> Work to complete
Please answer these questions about the article on Julie's sobriety below:
(a) Which national park was Julie Eggleston visiting with her husband in the caption?
(b) According to the screenshot of her sobriety tracker, how long had she been sober as of 9:22 that morning?
(c) Where, besides her home, had the writer spent time with Julie?

___ Extract to read ___

UPDATED: Sun., Nov. 22, 2020

Julie Eggleston, visiting Arches National Park in Utah with her husband, Merv, has been sober for four years.  (Courtesy)
Julie Eggleston, visiting Arches National Park in Utah with her husband, Merv, has been sober for four years. (Courtesy)
By Julia Ditto For The Spokesman-Review

I received a text from my friend Julie this morning. It was a screen shot of the sobriety tracker she keeps on her smartphone. It showed that, as of 9:22 this morning, she had been sober for exactly four years, 6 hours , 22 minutes.

“It’s a miracle to see this,” she texted.

Julie’s struggle with alcohol addiction was something I didn’t even know about until fairly recently. I’ve known her for years – have been in her home many times, rubbed shoulders with her at church, chatted with her at the gym – and still had no idea.

___ Material shown ___

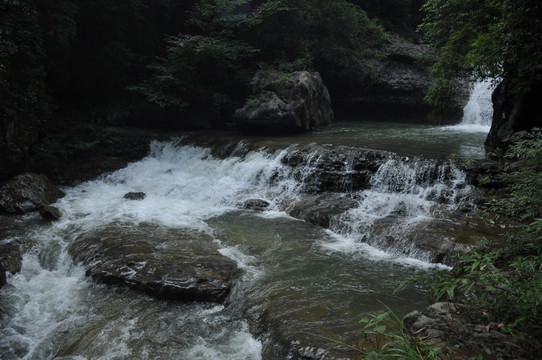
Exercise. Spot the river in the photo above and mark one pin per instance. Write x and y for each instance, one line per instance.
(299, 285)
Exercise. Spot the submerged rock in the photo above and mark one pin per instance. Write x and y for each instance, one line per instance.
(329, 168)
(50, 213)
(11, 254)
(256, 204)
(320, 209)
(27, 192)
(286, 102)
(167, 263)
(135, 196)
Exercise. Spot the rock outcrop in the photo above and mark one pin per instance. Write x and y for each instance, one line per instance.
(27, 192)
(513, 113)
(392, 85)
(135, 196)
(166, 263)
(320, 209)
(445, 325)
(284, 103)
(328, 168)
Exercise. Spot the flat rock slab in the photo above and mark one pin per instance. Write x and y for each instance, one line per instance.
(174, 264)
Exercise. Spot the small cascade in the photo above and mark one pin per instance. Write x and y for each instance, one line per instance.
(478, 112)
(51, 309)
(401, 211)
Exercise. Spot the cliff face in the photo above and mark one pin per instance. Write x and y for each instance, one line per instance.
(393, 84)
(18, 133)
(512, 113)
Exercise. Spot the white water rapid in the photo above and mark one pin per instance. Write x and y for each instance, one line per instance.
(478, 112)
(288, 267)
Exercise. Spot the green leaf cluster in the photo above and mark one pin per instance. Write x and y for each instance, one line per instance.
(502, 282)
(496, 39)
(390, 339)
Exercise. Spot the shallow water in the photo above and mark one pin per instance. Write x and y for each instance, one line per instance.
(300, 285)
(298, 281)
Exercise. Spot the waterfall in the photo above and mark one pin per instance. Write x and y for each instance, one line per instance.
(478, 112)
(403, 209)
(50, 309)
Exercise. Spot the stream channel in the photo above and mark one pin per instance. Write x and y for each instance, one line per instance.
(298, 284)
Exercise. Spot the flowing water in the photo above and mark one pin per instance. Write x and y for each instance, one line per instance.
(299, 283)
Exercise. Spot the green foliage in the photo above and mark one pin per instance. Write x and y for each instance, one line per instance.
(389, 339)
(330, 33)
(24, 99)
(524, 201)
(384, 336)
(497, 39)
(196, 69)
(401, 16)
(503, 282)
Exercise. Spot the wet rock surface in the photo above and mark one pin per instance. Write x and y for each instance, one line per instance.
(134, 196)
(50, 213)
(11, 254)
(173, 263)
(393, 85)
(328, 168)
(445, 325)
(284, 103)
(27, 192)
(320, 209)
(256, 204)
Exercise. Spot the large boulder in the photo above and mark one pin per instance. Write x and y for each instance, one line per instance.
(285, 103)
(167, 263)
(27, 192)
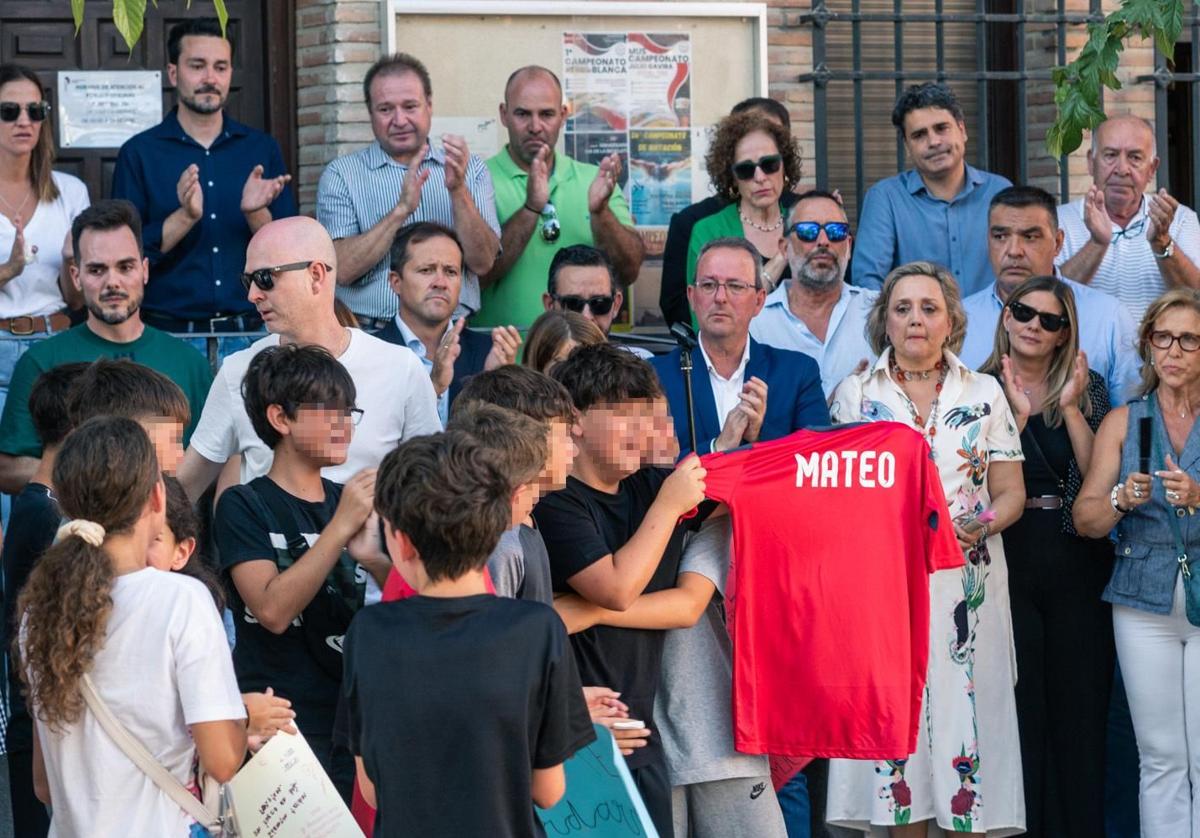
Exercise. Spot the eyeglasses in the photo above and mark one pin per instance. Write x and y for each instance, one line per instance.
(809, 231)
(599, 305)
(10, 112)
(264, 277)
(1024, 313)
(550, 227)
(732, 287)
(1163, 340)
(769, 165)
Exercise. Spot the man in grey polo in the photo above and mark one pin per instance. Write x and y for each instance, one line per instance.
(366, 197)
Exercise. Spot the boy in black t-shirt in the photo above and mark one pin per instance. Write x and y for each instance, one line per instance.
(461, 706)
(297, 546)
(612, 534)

___

> Written answer
(a) Arches National Park in Utah
(b) Exactly four years, 6 hours, 22 minutes
(c) At church and at the gym